Start of Document passage
Whether we realize it or not, music triggers something primal inside us.  Music has the power to trigger a broad spectrum of emotions from ultimate bliss to complete depression.  Sometimes the right music cuts even deeper and touches us at our most animalistic core.   One listen to Wyoming’s Reproacher and you may feel a highly primitive and completely uncontrollable desire to simply destroy everything beautiful around you.

Reproacher play a hybrid of crust/powerviolence, doom, and hardcore.  But there’s is a brand of metal that makes it tough to truly pinpoint where in the Metal Pantheon they’d fall closest.  One minute they’re drowning the listener in sludgy goodness (see the track “Ballast”) that could see them being the perfect tour partner for bands like Electric Wizard or Cult of Luna and the next instant they are blasting your face off with the kind of His Hero Is Gone inspired crust that will have you tearing down those monuments to thieves with your bare hands – sometimes all in the same track (see the track “Marginal Being”).
End of Document passage
**Required task A**
Could you repeat the part of the Reproacher review that starts at the words "Whether we realize" and ends after "beautiful around you."?
**Required task B**
Can you carry the review of the band Reproacher on past its last sentence?
Start of Entries
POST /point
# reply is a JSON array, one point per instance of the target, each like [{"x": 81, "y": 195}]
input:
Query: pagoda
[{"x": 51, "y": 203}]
End of Entries
**Task response A**
Whether we realize it or not, music triggers something primal inside us.  Music has the power to trigger a broad spectrum of emotions from ultimate bliss to complete depression.  Sometimes the right music cuts even deeper and touches us at our most animalistic core.   One listen to Wyoming’s Reproacher and you may feel a highly primitive and completely uncontrollable desire to simply destroy everything beautiful around you.

**Task response B**
Whatever you want to label it and no matter how fast or slow they are playing it, Reproacher are angry.   This is venomous, yet empowering music, so wrought with piss and vinegar they should probably include your bail money or at least the name of a good lawyer in the packaging.  Because inevitably you are going to get so fired up listening to it that bad things are going to happen, most likely to people who deserve it.

Nothing To Save was self-released back in March.  You can get a glimpse of the audio carnage at the Reproacher Bandcamp page.  You can also buy the album from them directly as they tour pretty much the entire U.S. this Summer with fellow musical annihilators, Primitive Man.

Metal Homework:
Despite the fact that they would be distributed through Metal Blade and that they would see two albums reissued by Relapse it would appear that most people still do not know, or at least know well enough, Dead Horse.  That’s a problem.  I highly recommend you go invest some time in discovering a band that really did defy genres and, frankly, was way ahead of their time.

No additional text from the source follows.